▶ **GIVEN TASK 1**
Retype the forum post about clock-cycle calculation word for word, from start to finish.

▶ **EXCERPTED PASSAGE**
Join our technical discussions about Freescale Microcontrollers: M68HC12. (Freescale Semiconductor is a Subsidiary of Motorola).

Request for help with clock-cycle calculation - jambotronic - Jul 31 4:19:34 2008

I am a newcomer to the board and I would like to ask for some
assistance on the following:

I have a 16 MHz Elektronikladen 68HC12 Compact collecting data from
all 8 of its onboard analogue channels and have set
ATDCTL4 = 0x01 (2 MHz AD clock, 18 cycles per conversion, 8 bit
mode).

The Serial Link connecting the controller to the host PC is
operating at a baud rate of 19200 bps and I am outputting ASCI to
the terminal window with the value of 6 (tabulated) of the 8 AD
channels.

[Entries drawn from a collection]
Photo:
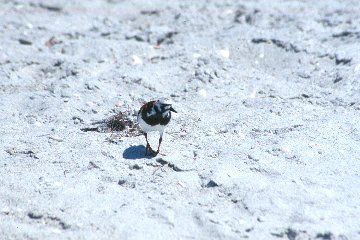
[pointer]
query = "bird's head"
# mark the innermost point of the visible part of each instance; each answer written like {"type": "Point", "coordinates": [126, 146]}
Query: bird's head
{"type": "Point", "coordinates": [165, 105]}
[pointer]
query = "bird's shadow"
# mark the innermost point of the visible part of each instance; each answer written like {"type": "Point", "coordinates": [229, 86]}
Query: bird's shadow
{"type": "Point", "coordinates": [135, 152]}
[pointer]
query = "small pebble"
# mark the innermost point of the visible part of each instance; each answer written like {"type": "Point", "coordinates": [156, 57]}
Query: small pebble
{"type": "Point", "coordinates": [225, 53]}
{"type": "Point", "coordinates": [202, 93]}
{"type": "Point", "coordinates": [136, 60]}
{"type": "Point", "coordinates": [5, 210]}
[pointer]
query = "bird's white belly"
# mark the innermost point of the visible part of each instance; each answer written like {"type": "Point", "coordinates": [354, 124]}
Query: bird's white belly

▶ **GIVEN TASK 2**
Write out every line of all the records above again, including the requests. Multiply each coordinate in the answers by 1.9 and round to the nearest whole number, with halves rounded up. Leave the coordinates in the requests and their format samples as they are, and leave the pictures out.

▶ **FULL ANSWER 1**
Join our technical discussions about Freescale Microcontrollers: M68HC12. (Freescale Semiconductor is a Subsidiary of Motorola).

Request for help with clock-cycle calculation - jambotronic - Jul 31 4:19:34 2008

I am a newcomer to the board and I would like to ask for some
assistance on the following:

I have a 16 MHz Elektronikladen 68HC12 Compact collecting data from
all 8 of its onboard analogue channels and have set
ATDCTL4 = 0x01 (2 MHz AD clock, 18 cycles per conversion, 8 bit
mode).

The Serial Link connecting the controller to the host PC is
operating at a baud rate of 19200 bps and I am outputting ASCI to
the terminal window with the value of 6 (tabulated) of the 8 AD
channels.

▶ **FULL ANSWER 2**
Photo:
[pointer]
query = "bird's head"
# mark the innermost point of the visible part of each instance; each answer written like {"type": "Point", "coordinates": [126, 146]}
Query: bird's head
{"type": "Point", "coordinates": [314, 200]}
[pointer]
query = "bird's shadow"
# mark the innermost point of the visible part of each instance; each answer written like {"type": "Point", "coordinates": [229, 86]}
Query: bird's shadow
{"type": "Point", "coordinates": [257, 289]}
[pointer]
query = "small pebble"
# mark the innermost point of the visible part of each instance; each answer written like {"type": "Point", "coordinates": [156, 57]}
Query: small pebble
{"type": "Point", "coordinates": [428, 101]}
{"type": "Point", "coordinates": [384, 177]}
{"type": "Point", "coordinates": [258, 114]}
{"type": "Point", "coordinates": [10, 399]}
[pointer]
query = "bird's white belly"
# mark the innermost point of the visible part of each instance; each answer written like {"type": "Point", "coordinates": [354, 124]}
Query: bird's white belly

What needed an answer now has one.